▶ Tentang Latihan Ini: Tolong terjemahkan ke dalam bahasa Inggris kalimat berikut dari teks tentang lonjakan kasus COVID-19 di Singapura: "Pemerintah Singapura sendiri memprediksi penambahan 100 hingga 200 kasus per hari."

▶ Kutipan Teks:
____________

Indonesia Harus Belajar Lonjakan Kasus Covid-19 di Singapura
Pandemi COVID-19 kembali mengalami lonjakan kasus di beberapa negara tetangga. Satu di antaranya Singapura yang penduduknya sangat disiplin protokol kesehatan. Meski secara umum cakupan vaksinasi di negara ini mencapai 84 persen, namun pada kategori lanjut usia, capaiannya rendah atau bahkan belum tervaksinasi. Akibatnya,tingkat kematian pada kategori ini meningkat.
“Angka kasus di Singapura mencapai hampir 2.000 kasus, ini sangat tinggi mengingat jumlah penduduk Singapura tidak besar, sehingga jumlah 1.000 kasus saja sudah dikategorikan kritis,” ungkap Dubes Indonesia untuk Singapura Suryo Pratomo melalui siaran YouTube yang diselenggarakan oleh Komite Penanganan COVID-19 dan Pemulihan Ekonomi Nasional (KPCPEN).
Pemerintah Singapura sendiri memprediksi penambahan 100 hingga 200 kasus per hari. Namun pada kenyataannya jauh lebih tinggi. Menurut Suryo, penambahan kasus disebabkan oleh masuknya varian baru diiringi tingkat penularan lokal yang signifikan. Dengan wilayah kecil padat penduduk, rumah warga Singapura cenderung sempit dan dihuni banyak orang, sehingga transmisi sangat mudah terjadi.
Padahal, ujarnya, tingkat kedisiplinan protokol kesehatan masyarakat sangat baik. Pemerintah juga menetapkan denda atau hukuman penjara bagi pelanggaran. Penduduk yang keluar rumah harus memiliki surat telah lengkap vaksin. Pemerintah Singapura juga mengawal dan mengawasi penduduk dengan memanfaatkan teknologi dalam upaya pengendalian penularan.
“Di Singapura, para lansia merasa aman karena tidak ke mana-mana, jadi mereka belum mau divaksin. Kematian COVID-19 di Singapura biasanya terjadi pada lansia dan yang belum divaksin,” kata Suryo.
Suryo mengemukakan, belajar dari lonjakan kasus di Singapura, diketahui bahwa masuknya varian baru akan sangat menyulitkan penanganan COVID-19. Karena itu, antisipasi dengan cara pengetatan pintu masuk merupakan langkah tepat untuk mencegah peningkatan kasus.

____________

▶ Data Mentah:
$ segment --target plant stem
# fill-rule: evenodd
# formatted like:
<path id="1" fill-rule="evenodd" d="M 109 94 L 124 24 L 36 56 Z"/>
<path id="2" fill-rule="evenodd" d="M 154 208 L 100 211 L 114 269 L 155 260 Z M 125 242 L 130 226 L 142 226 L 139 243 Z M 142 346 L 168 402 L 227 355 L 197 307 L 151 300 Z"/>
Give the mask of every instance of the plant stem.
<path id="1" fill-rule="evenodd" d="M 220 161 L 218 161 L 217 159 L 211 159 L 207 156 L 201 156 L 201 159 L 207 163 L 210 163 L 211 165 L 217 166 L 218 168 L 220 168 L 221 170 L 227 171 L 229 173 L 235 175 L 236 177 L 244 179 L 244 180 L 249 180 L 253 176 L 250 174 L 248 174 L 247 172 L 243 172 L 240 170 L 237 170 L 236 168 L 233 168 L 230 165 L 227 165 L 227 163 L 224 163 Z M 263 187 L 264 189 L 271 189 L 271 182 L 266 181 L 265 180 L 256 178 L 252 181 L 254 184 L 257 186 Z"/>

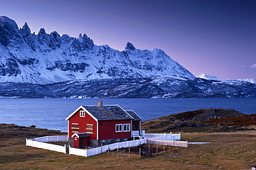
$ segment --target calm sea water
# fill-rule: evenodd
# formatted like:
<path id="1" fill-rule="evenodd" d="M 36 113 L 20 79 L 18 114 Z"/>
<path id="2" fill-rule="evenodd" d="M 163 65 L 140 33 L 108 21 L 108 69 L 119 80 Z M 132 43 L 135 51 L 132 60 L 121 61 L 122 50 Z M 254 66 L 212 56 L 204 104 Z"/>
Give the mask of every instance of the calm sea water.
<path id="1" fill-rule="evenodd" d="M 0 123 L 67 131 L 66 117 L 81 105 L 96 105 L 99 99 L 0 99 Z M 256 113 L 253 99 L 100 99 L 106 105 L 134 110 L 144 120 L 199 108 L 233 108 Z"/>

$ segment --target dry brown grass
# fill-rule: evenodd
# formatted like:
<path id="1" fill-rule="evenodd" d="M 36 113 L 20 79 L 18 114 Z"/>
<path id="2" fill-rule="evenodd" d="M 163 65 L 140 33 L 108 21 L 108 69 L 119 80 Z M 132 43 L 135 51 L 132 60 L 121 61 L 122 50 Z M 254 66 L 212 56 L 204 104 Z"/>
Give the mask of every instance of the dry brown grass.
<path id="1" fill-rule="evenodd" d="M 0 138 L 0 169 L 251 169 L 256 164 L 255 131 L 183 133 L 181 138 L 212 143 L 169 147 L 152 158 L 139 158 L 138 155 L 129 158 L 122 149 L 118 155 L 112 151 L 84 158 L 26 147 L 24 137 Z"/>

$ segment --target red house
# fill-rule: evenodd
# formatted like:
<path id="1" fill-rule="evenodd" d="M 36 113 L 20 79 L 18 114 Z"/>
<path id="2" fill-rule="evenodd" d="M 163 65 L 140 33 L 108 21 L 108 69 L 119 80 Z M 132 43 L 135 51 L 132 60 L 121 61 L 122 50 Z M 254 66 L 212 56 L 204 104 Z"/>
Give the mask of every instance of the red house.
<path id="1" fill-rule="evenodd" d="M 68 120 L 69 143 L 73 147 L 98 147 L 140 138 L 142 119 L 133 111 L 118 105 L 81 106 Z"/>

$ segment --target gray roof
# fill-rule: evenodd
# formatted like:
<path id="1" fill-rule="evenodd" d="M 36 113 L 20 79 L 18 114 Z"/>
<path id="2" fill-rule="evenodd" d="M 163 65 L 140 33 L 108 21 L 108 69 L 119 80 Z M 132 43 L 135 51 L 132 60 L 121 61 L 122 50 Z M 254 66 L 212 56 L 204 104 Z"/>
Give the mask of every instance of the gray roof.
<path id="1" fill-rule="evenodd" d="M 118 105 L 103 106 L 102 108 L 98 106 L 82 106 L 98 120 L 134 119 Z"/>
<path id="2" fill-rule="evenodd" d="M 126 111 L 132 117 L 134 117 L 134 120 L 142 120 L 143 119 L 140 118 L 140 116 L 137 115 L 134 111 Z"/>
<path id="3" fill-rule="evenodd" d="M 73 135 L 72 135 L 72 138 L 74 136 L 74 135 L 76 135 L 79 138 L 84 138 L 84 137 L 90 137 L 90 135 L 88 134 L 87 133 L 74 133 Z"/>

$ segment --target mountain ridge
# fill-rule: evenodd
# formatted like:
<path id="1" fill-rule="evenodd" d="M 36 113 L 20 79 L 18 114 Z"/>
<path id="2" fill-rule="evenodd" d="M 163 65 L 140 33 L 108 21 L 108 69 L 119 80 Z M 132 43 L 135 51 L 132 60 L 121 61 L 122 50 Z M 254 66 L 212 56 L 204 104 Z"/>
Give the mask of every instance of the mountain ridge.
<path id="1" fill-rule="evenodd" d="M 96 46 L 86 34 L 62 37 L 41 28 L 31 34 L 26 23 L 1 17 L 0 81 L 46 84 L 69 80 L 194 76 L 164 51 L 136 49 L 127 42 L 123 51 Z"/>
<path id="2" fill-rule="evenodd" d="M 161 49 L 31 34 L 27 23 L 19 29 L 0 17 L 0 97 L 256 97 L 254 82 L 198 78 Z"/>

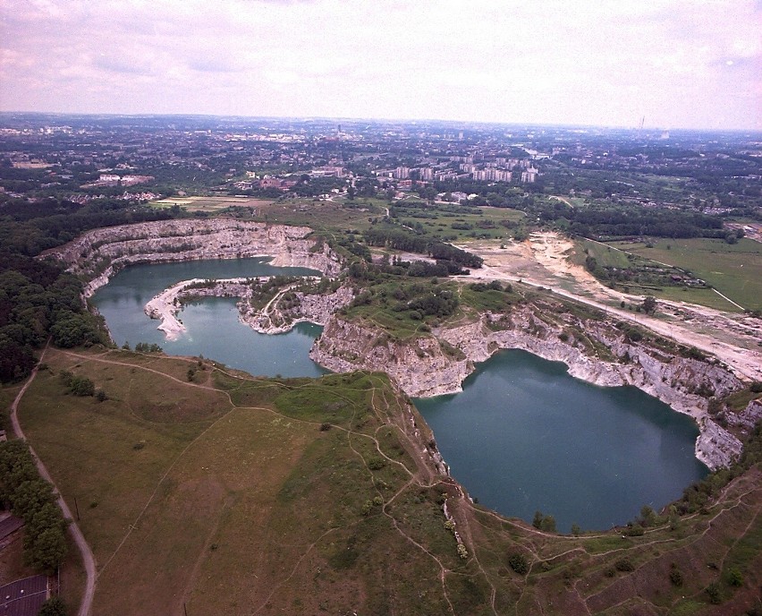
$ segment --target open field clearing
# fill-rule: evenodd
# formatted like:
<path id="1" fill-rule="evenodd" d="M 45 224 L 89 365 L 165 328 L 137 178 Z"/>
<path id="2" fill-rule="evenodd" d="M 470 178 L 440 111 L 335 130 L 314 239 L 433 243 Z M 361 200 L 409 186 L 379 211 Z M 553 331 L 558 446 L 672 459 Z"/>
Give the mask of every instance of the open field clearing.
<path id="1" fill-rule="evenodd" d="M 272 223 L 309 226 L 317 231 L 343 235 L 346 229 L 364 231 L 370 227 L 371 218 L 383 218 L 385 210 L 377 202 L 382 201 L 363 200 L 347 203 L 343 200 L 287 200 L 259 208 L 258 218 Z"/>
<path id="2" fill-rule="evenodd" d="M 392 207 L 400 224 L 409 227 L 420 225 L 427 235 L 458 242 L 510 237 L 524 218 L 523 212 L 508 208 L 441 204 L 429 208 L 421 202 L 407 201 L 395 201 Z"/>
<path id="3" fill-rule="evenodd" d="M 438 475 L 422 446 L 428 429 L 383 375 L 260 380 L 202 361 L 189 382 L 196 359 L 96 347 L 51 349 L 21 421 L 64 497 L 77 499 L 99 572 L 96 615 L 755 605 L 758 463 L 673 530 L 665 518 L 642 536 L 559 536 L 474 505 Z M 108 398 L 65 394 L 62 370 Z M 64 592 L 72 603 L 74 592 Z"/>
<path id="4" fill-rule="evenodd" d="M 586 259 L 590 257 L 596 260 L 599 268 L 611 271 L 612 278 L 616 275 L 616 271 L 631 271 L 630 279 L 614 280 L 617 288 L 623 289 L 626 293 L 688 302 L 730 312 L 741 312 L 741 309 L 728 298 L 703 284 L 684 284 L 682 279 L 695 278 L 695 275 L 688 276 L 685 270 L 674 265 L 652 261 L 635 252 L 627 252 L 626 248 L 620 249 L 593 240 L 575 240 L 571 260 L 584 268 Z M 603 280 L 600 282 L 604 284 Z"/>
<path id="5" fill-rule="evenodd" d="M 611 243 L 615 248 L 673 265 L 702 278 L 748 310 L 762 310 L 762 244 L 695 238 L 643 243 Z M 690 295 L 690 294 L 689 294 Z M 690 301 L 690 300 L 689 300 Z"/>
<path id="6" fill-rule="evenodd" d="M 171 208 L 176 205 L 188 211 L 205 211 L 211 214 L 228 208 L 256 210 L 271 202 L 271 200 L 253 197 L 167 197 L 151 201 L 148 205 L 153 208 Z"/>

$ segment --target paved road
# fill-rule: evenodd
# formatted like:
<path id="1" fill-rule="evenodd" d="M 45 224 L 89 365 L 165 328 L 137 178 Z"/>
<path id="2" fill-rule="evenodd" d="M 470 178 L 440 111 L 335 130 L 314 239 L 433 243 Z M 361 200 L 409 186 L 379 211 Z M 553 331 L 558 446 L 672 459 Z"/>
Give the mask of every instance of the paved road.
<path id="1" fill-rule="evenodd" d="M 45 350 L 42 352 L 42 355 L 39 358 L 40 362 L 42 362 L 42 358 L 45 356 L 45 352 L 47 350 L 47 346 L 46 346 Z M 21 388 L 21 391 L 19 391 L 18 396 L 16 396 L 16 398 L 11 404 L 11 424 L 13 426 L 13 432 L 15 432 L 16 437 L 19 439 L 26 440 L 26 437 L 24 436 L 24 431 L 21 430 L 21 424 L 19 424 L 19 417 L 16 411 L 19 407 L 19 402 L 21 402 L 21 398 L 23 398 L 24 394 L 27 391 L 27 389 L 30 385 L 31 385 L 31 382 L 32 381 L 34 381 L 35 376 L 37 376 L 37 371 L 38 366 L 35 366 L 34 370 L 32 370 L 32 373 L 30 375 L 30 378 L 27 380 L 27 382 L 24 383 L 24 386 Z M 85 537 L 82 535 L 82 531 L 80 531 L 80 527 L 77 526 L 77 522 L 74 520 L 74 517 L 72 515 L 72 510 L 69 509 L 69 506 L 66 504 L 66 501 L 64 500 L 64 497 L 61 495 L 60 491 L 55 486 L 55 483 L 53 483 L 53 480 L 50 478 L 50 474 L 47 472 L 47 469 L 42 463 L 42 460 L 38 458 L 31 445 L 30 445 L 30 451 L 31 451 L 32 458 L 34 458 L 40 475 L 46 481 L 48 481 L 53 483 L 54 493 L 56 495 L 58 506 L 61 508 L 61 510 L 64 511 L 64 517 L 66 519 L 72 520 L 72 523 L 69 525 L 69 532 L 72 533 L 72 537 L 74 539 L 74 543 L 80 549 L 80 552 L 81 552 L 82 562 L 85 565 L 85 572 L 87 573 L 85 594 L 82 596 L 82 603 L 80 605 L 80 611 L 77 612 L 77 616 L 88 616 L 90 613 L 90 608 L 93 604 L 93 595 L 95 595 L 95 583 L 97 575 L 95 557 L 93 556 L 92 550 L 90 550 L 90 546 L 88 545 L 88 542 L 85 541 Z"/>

____________

▶ Hasil: The Singapore government itself predicted an increase of 100 to 200 cases per day.